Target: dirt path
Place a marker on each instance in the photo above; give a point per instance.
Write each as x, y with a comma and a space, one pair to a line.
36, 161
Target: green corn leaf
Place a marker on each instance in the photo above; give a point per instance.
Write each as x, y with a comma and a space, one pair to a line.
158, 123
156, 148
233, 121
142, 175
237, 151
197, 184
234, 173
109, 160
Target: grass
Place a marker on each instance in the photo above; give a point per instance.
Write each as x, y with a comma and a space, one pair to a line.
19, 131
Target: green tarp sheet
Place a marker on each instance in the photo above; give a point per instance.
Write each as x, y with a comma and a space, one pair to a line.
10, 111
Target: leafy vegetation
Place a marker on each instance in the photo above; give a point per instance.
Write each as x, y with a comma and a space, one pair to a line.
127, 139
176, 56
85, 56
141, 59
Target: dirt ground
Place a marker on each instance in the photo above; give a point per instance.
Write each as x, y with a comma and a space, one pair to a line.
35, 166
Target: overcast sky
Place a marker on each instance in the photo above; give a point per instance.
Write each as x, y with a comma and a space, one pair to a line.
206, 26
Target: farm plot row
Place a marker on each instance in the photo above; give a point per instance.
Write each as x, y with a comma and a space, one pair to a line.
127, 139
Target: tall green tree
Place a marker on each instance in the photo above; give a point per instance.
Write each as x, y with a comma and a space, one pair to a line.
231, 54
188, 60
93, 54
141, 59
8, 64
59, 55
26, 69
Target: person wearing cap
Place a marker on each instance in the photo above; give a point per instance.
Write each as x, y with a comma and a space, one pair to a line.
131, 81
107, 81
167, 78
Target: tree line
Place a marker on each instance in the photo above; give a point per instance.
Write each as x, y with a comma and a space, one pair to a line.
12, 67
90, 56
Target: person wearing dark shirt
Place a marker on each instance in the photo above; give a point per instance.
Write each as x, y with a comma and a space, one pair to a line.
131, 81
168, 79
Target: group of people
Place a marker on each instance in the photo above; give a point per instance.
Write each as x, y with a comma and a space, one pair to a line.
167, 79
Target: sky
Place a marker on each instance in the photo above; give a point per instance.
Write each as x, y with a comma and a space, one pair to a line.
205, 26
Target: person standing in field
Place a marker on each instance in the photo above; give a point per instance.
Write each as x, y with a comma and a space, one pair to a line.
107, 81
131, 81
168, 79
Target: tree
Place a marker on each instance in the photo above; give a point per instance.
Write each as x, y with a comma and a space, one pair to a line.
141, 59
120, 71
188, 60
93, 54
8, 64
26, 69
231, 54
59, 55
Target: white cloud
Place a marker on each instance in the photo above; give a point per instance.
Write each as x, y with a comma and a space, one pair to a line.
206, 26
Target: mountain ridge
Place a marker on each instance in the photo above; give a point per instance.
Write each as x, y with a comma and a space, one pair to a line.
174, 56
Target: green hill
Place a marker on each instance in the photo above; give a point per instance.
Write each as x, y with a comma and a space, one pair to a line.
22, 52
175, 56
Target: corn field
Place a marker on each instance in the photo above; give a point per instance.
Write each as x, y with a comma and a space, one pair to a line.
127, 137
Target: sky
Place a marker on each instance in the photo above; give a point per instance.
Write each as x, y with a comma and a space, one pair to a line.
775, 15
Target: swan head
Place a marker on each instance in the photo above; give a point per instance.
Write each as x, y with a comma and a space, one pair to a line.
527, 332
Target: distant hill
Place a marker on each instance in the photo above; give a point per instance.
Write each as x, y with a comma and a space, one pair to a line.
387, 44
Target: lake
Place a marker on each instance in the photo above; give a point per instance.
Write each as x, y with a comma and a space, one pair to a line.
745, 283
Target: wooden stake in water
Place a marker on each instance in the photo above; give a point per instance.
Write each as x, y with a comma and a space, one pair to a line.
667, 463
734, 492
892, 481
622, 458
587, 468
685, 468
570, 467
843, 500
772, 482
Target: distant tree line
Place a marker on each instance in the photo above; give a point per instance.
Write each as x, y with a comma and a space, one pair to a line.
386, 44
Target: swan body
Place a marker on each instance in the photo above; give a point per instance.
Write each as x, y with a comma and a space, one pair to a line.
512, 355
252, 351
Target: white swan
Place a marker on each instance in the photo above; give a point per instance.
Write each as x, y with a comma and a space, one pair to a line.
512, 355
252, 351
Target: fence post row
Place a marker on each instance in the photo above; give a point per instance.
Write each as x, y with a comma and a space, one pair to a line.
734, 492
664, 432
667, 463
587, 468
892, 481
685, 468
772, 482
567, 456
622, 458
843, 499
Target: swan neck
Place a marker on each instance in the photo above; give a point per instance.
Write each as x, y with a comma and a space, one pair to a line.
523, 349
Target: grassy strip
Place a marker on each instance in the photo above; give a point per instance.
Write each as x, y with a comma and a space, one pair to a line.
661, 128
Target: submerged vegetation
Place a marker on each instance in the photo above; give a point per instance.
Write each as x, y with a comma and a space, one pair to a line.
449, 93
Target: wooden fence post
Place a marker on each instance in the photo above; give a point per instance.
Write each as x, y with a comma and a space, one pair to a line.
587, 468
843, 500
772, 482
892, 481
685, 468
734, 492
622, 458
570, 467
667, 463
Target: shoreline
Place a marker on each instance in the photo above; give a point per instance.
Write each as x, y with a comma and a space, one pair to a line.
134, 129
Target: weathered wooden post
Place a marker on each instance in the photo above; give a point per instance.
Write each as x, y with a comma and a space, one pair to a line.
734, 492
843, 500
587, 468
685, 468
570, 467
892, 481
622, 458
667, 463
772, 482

------------

• Task brief:
Repeat everything in the listing from the line containing "Target: shoreline" down to the end of the listing, including both of those ends, with every line unchanged.

• Exercise result:
Target: shoreline
Place a marker on each instance in the photo above; give a point per instance.
Write each as x, y with a comma and a space, one pair to a line.
134, 129
Target: weathered wooden post
Place a marker on each instance in the photo above; give a point per instance.
Write each as x, y with a comma and a space, one pair to a line.
734, 492
843, 500
587, 468
685, 468
570, 467
892, 481
622, 458
667, 463
772, 482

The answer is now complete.